→ **Entries shown**:
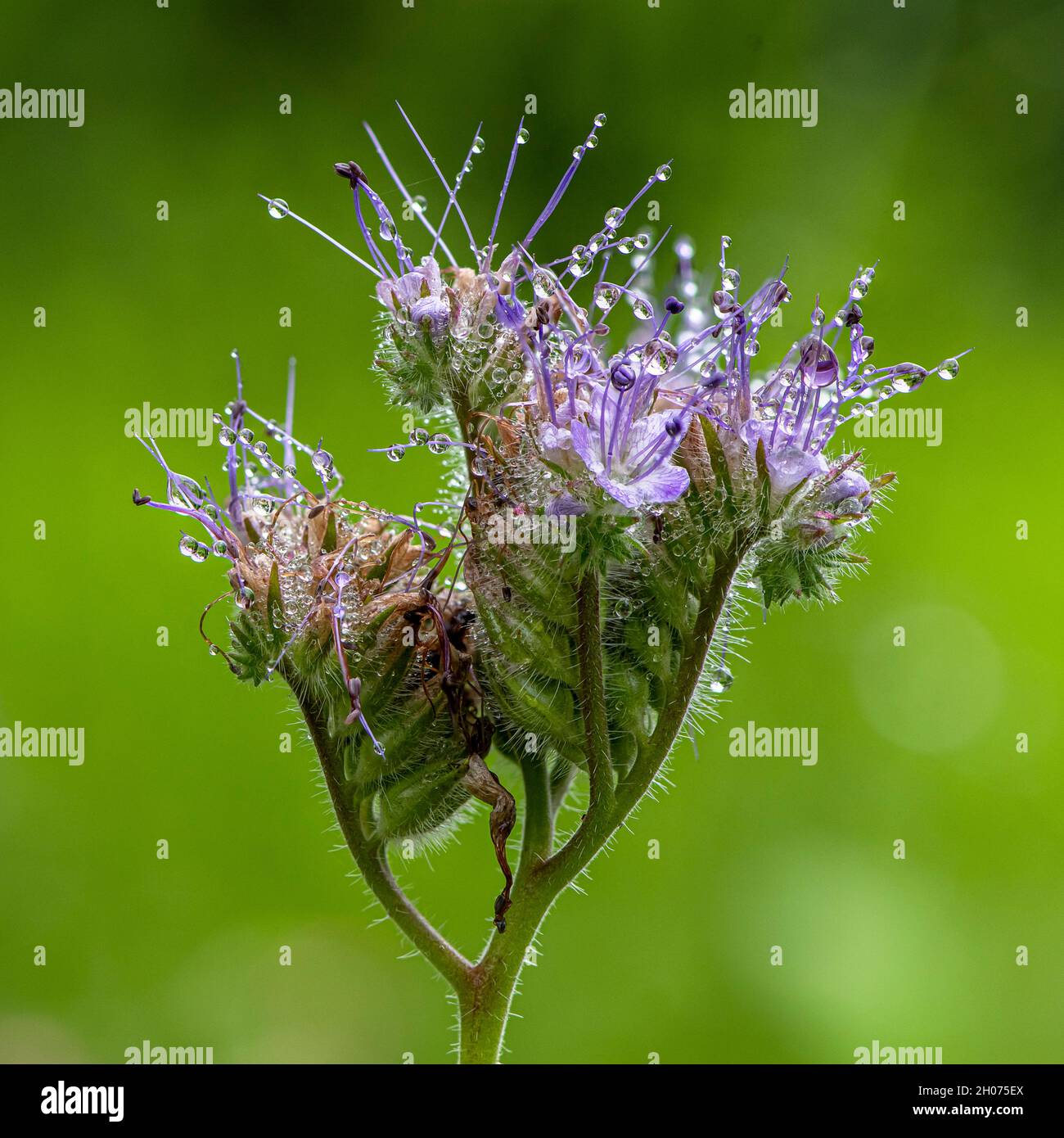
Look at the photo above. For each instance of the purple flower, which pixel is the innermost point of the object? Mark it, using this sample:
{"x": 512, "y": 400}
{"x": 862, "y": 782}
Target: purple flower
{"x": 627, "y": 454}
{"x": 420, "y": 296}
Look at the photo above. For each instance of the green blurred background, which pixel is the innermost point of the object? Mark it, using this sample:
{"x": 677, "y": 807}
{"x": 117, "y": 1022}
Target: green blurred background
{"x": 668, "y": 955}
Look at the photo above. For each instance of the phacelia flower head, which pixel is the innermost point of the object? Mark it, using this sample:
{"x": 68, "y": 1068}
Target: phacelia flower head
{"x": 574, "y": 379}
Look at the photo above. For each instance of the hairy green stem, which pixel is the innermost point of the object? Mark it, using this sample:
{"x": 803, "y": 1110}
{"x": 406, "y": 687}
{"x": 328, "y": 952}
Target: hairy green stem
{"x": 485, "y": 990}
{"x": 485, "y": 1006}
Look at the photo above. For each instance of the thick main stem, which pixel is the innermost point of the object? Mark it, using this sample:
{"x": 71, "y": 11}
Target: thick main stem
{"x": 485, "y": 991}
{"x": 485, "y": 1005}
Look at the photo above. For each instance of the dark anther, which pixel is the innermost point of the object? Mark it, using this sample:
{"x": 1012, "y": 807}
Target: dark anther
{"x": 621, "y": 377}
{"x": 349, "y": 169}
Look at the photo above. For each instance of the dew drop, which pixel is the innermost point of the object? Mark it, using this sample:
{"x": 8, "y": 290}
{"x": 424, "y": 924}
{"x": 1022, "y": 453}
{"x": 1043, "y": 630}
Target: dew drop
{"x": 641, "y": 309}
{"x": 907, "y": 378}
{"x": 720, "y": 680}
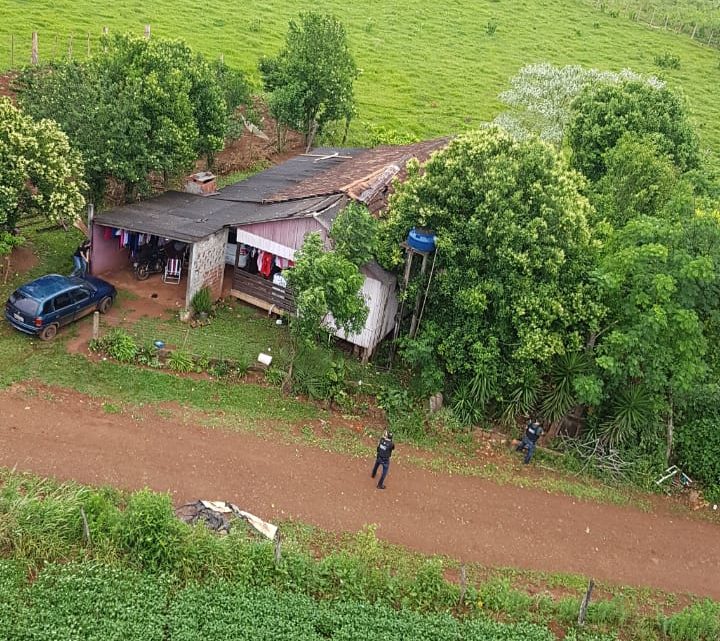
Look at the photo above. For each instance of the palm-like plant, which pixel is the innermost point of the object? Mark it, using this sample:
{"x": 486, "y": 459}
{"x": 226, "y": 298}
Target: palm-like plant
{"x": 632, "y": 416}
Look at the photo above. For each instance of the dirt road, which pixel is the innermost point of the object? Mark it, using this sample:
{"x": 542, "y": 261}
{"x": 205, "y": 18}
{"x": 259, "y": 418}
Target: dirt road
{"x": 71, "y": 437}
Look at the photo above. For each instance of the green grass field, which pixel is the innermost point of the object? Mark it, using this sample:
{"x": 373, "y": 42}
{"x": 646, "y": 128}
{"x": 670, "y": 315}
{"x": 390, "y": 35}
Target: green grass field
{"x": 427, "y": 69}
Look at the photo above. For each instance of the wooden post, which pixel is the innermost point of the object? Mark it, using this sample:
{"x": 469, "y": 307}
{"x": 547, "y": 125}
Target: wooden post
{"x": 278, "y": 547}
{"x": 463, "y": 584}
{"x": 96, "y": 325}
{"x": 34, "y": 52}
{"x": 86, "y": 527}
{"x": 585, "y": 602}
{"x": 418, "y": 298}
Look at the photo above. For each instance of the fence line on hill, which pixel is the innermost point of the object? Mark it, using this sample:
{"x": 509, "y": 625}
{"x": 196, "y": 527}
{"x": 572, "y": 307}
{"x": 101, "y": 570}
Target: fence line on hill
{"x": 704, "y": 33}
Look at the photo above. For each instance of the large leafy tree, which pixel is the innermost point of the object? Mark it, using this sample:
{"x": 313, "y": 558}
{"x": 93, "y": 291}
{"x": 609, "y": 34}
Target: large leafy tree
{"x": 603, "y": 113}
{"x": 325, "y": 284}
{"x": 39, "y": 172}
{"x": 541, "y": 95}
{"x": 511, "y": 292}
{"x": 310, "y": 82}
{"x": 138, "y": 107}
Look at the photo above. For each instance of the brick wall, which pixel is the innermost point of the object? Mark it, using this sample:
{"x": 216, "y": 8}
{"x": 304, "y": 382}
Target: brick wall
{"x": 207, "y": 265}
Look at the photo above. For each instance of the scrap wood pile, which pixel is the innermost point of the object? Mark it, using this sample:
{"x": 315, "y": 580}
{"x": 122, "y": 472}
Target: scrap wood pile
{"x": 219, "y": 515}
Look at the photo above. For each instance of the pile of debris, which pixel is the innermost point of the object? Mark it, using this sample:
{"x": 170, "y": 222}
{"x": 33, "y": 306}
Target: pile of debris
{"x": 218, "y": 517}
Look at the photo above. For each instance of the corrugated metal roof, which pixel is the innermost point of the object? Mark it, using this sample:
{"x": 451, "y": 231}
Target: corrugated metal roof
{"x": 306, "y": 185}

→ **Directions for this task**: Go back to the data above and please quote exactly, and only, the lines from the line with "Look at the photo above. For each instance of the brick" through its last line.

→ **Full output**:
Look at the photo above. For each instance of the brick wall, which pixel is the innermost point of the object? Mark it, using this sample:
{"x": 216, "y": 8}
{"x": 304, "y": 382}
Target: brick wall
{"x": 207, "y": 265}
Look at the photo above. For each instance of the scrap wood pile, which pixel is the innermost point of the object? Mark it, using this sample:
{"x": 315, "y": 580}
{"x": 122, "y": 472}
Target: scrap wood pile
{"x": 219, "y": 515}
Look at the photo above. For each instance of the pile of debris, which pixel is the innermost point of the object? Mark it, using this sample:
{"x": 170, "y": 222}
{"x": 33, "y": 306}
Target: pile of debris
{"x": 218, "y": 517}
Look at the photo above. For each instance of the corrugated metal roof, which pixel is the innermost point of the object? Mark it, using this sample:
{"x": 451, "y": 231}
Target: corrugated metal roof
{"x": 306, "y": 185}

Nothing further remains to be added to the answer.